Set problem →
Rewrite the material below with "night-vision image" swapped for "infrared image" wherever it occurs, keeping everything else the same. Leave the pictures out of your answer.
--- Begin Available data ---
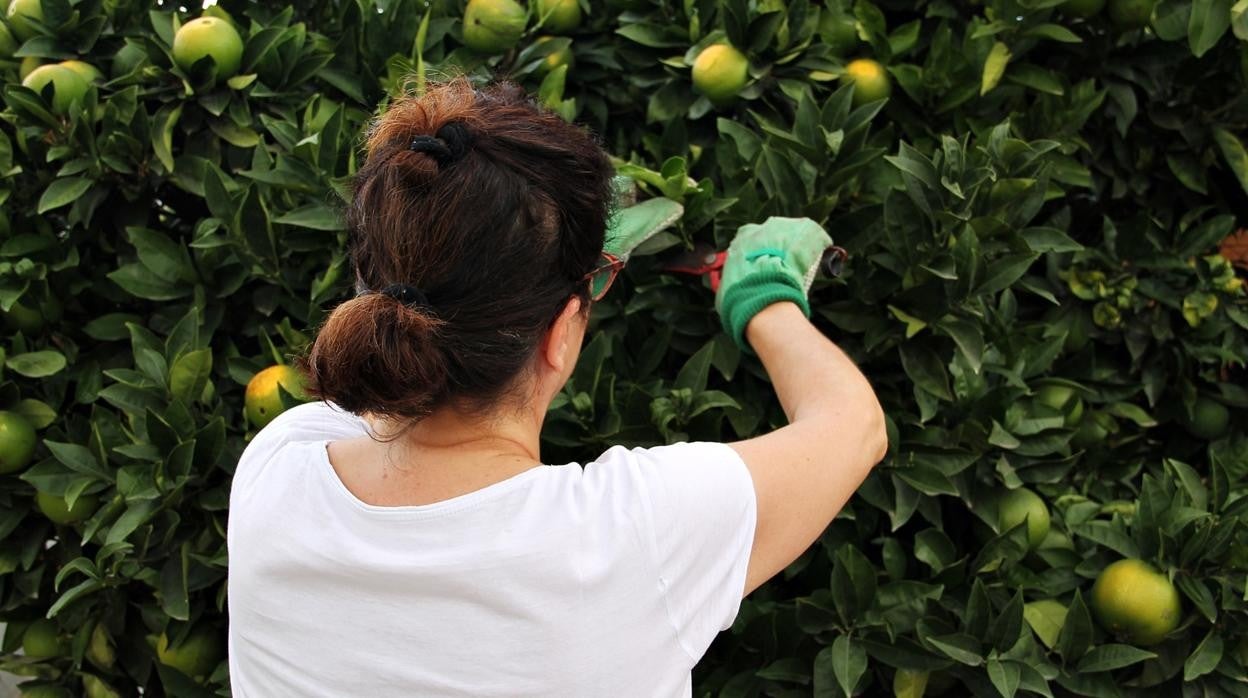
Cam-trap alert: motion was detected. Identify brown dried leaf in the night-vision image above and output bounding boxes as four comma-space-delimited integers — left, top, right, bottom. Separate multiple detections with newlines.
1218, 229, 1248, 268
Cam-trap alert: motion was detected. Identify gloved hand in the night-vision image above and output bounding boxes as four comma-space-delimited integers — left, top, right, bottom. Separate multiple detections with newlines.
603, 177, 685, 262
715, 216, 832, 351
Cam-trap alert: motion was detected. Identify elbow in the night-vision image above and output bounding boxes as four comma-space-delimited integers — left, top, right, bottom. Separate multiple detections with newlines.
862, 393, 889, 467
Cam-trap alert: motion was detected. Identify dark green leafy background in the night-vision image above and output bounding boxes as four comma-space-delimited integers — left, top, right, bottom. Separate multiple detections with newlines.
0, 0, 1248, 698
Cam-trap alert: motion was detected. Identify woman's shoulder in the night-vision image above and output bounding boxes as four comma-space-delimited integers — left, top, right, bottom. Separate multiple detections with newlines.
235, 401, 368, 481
--- End Available data ---
Exercise solution →
Cam-trap alert: motion was detected. Identify brown dried leaf in the infrared image above and output bounding boxes as four comma-space-delimited integers — left, top, right, bottom. Separate multiple detections with newlines.
1218, 229, 1248, 268
Cam-trap alert: motion was detected. Identify gloved hand in the infrared image above and output bounding boxes as four comma-space-delimited integers — left, top, right, bottom. Separate multiple detections with newlines.
603, 177, 685, 262
715, 216, 832, 351
Cam-trap alert: motion was detected. Identify elbow in the infrared image above and output bounding boxes as four comma-space-delimited integers — left, top, right, bottom. Separate multiple detections with newlines.
862, 393, 889, 467
Cam-trap alert: motion was detected. Identify dark green leafy background in the infrared image above and output bounding boxes as four comma-space-delimited integers — left, top, right, bottom. Separate multiple detections with newlines.
0, 0, 1248, 698
Cam-trap alert: motion was detected. Identify woman's shoulder in the infrared image above and output bounding boxes as four comma-space-delimited integers — left, top, right, bottom. Separate multiple detections with newlines.
235, 401, 368, 481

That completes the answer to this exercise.